--- Texte à lire ---
228(2) La partie qui a signifié son affidavit de documents à une autre partie lui remet des copies de tout document visé au paragraphe (1) si celle-ci lui en fait la demande et paie le coût de reproduction et de livraison des copies.

 

228(2) A party who has served an affidavit of documents on another party shall, at the request of the other party, deliver to the other party a copy of any document referred to in subsection (1), if the other party pays the cost of the copies and of their delivery.

 

[19]      Comme le juge Phelan le faisait observer au paragraphe 5 de son exposé de motifs, publié sous la référence 2006 CF 1127, « [l]a règle régissant la production de documents veut qu'ils soient produits dans leur totalité ». Les défenderesses étaient tenues de communiquer les documents en question dès le moment où la demanderesse leur en a demandé communication, et le fait qu'elles n'aient pas réussi à se faire dispenser de cette obligation ne change rien.

--- Consigne ---
Recopiez à l'identique le passage du texte sur la production de documents, de "228(2) A party" à "of their delivery.".

--- Données fournies ---
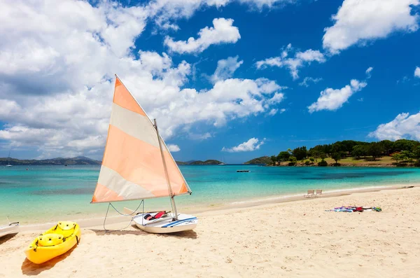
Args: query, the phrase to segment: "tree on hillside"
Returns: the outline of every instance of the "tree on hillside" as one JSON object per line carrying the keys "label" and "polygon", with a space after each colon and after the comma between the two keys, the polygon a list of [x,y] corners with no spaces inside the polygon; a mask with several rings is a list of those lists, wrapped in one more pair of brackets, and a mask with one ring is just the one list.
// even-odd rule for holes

--- Corrigé ---
228(2) A party who has served an affidavit of documents on another party shall, at the request of the other party, deliver to the other party a copy of any document referred to in subsection (1), if the other party pays the cost of the copies and of their delivery.